- [Source]
+ + + + +
Using a simple SELECT query is - in my opinion - quite reliable. Most of all it can check table existence in many different database types (SQLite / MySQL).
SELECT 1 FROM table;
It makes sense when you can use other reliable mechanism for determining if the query succeeded (for example, you query a database via QSqlQuery in Qt).
The most reliable way I have found in C# right now, using the latest sqlite-net-pcl nuget package (1.5.231) which is using SQLite 3, is as follows:
var result = database.GetTableInfo(tableName);
if ((result == null) || (result.Count == 0))
{
database.CreateTable<T>(CreateFlags.AllImplicit);
}
The function dbExistsTable() from R DBI package simplifies this problem for R programmers. See the example below:
library(DBI)
con <- dbConnect(RSQLite::SQLite(), ":memory:")
# let us check if table iris exists in the database
dbExistsTable(con, "iris")
### returns FALSE
# now let us create the table iris below,
dbCreateTable(con, "iris", iris)
# Again let us check if the table iris exists in the database,
dbExistsTable(con, "iris")
### returns TRUE
I thought I'd put my 2 cents to this discussion, even if it's rather old one..
This query returns scalar 1 if the table exists and 0 otherwise.
select
case when exists
(select 1 from sqlite_master WHERE type='table' and name = 'your_table')
+ + + + +
- [Raw data]
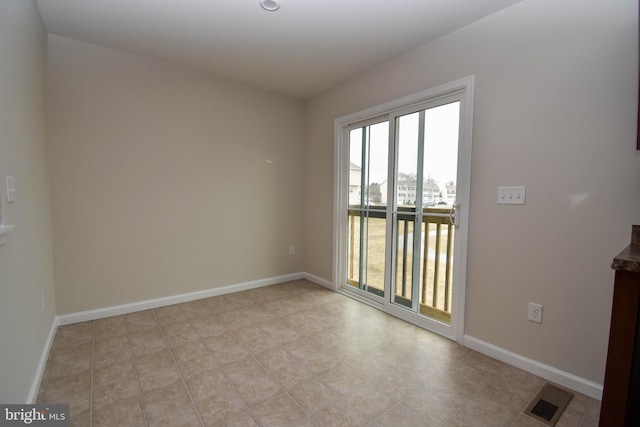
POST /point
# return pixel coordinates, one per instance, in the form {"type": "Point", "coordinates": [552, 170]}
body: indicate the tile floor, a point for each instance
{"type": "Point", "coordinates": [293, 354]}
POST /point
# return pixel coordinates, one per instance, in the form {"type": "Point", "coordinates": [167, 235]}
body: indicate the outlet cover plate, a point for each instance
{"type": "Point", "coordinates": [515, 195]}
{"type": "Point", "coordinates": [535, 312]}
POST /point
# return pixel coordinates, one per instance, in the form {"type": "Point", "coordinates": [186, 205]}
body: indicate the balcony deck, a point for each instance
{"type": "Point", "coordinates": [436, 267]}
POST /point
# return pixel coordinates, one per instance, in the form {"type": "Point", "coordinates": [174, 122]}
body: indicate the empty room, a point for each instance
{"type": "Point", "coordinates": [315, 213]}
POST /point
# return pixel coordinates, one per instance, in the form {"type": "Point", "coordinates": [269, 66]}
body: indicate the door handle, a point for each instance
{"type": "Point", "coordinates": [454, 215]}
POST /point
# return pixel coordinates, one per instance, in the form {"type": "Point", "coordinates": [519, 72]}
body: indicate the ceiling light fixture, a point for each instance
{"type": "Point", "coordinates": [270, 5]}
+ + + + +
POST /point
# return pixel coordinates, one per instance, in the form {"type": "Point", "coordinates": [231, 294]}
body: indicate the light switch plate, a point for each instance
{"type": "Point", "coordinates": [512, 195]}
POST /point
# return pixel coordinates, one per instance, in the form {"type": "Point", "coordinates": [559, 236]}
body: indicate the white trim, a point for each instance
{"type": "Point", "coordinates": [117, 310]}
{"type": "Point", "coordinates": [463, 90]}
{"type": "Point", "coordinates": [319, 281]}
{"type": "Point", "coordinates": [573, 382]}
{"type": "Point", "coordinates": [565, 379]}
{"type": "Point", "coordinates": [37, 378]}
+ + + + +
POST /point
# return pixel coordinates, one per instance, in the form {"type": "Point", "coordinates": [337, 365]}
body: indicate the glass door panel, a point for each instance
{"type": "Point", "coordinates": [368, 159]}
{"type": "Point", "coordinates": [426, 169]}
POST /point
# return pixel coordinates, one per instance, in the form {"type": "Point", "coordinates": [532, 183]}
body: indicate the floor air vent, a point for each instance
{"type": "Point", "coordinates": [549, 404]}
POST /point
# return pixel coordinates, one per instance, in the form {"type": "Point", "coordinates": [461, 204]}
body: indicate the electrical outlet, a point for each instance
+ + + + +
- [Exercise directions] In the table-existence thread above, update the passage between "Using a simple" and "(result.Count == 0))", inclusive, so that "dependable" replaces "reliable".

- [Exercise response]
Using a simple SELECT query is - in my opinion - quite dependable. Most of all it can check table existence in many different database types (SQLite / MySQL).
SELECT 1 FROM table;
It makes sense when you can use other dependable mechanism for determining if the query succeeded (for example, you query a database via QSqlQuery in Qt).
The most dependable way I have found in C# right now, using the latest sqlite-net-pcl nuget package (1.5.231) which is using SQLite 3, is as follows:
var result = database.GetTableInfo(tableName);
if ((result == null) || (result.Count == 0))